Saved entries:
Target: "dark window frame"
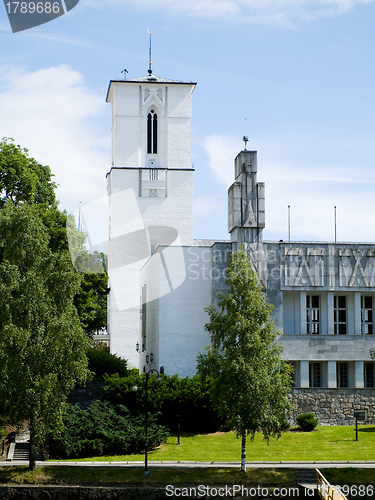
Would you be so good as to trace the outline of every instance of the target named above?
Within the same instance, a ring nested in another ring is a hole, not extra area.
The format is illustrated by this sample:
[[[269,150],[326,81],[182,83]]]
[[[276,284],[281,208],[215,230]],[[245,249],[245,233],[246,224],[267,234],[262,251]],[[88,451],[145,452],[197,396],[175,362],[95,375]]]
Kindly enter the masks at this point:
[[[158,153],[158,115],[151,109],[147,115],[147,154]]]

* **Work item**: Verbatim transcription needed, from the opening line of the entries above through the line containing "[[[269,150],[326,81],[182,83]]]"; pictures do not belong in it.

* **Solution to this task**:
Target: "dark window frame"
Would you be so good as to trace the outline of every instance of the target named above?
Within the same instance, a ring nested in another ring is a hole, not extra area.
The format is illustrated by this sample:
[[[269,150],[326,81],[182,83]]]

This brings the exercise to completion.